● TEXT EXCERPT
Don’t Google it.
That’s what Sue Jensen’s doctor told her when she was diagnosed with oesophageal cancer.
She did – once. Walked around the backyard all night crying.
Then, she got on with it.
“It is what it is,” she says.
You have cancer
It had begun with trouble swallowing.
This kind of cancer is usually something that happens to older men in connection with smoking.
Sue is 59 and doesn’t smoke but remembers when workplaces were a soupy miasma of exhaled air you had to wade your way through. No question she was a passive smoker for years.
She faced a radical surgery that only a fraction of patients survive, doctors removing a section of her food pipe. It took 18 months to recover. That was more than seven years ago.
Five years after the operation, she was given the all clear.
But it came back. Now the cancer is in her lungs.
But it’s slow growing, contained. Glass half full.
Sue’s gone on the attack, having just spent four weeks in hospital for aggressive treatment with daily radiotherapy and weekly chemo.
Life is elsewhere
Going into hospital is a slow shedding of ordinary life.
You come in with coffee cup and cake in hand – a regular person, all the trappings.

● RECORD SET
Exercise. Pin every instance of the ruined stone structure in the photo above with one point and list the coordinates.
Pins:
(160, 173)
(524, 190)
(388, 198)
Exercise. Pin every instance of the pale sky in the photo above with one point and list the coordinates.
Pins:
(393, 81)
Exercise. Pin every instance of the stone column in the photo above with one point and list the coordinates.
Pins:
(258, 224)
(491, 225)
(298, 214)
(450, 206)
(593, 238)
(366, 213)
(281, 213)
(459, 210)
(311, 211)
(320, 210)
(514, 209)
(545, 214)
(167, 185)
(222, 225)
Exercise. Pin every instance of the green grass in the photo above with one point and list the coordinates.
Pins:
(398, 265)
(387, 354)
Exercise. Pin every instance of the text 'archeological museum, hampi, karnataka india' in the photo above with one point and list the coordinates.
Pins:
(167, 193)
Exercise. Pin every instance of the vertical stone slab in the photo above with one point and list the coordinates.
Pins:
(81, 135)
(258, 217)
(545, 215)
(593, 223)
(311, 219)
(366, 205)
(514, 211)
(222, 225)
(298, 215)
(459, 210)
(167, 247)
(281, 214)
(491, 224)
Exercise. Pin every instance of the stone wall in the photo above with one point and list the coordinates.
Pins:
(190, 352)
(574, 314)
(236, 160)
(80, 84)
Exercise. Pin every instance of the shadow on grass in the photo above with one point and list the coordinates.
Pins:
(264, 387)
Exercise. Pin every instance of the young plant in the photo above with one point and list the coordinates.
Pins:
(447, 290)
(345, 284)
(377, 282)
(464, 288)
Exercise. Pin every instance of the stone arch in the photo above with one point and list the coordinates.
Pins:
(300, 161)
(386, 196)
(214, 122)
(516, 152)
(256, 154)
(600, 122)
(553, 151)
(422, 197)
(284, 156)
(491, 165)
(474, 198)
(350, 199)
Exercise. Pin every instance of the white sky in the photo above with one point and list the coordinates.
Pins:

● TASKS TO COMPLETE
**A)** In the article about Sue Jensen's cancer, how long did it take her to recover from the surgery on her food pipe?
**B)** Continue the article about Sue Jensen's cancer from the point where it stops.
The records come from a source unrelated to the article about Sue Jensen's cancer.

● ANSWER LIST
**A)** It took her 18 months.

**B)**
Thongs on your feet speak to a casualness that’s not here. Should be headed to the beach with feet like that, or down the shops to pick up some bits and pieces for tea.
Within an hour you’re hooked up to tubes, chemicals streaming through your veins.
Next thing you know you can hardly make it to the toilet a metre from your bed, you’re in your underwear in front of a cast of too many – your son, your many nurses.
Outside the window it pours all day, rainwater collecting in the gutters. A patch of lichen on the tin roof, a pattern your eye returns to. A bird flitters every now and then, the traffic sighing on the road beyond as other people’s days go on.
There’s a sense of life happening elsewhere. A distancing from normality with each hour you’re stuck in this room.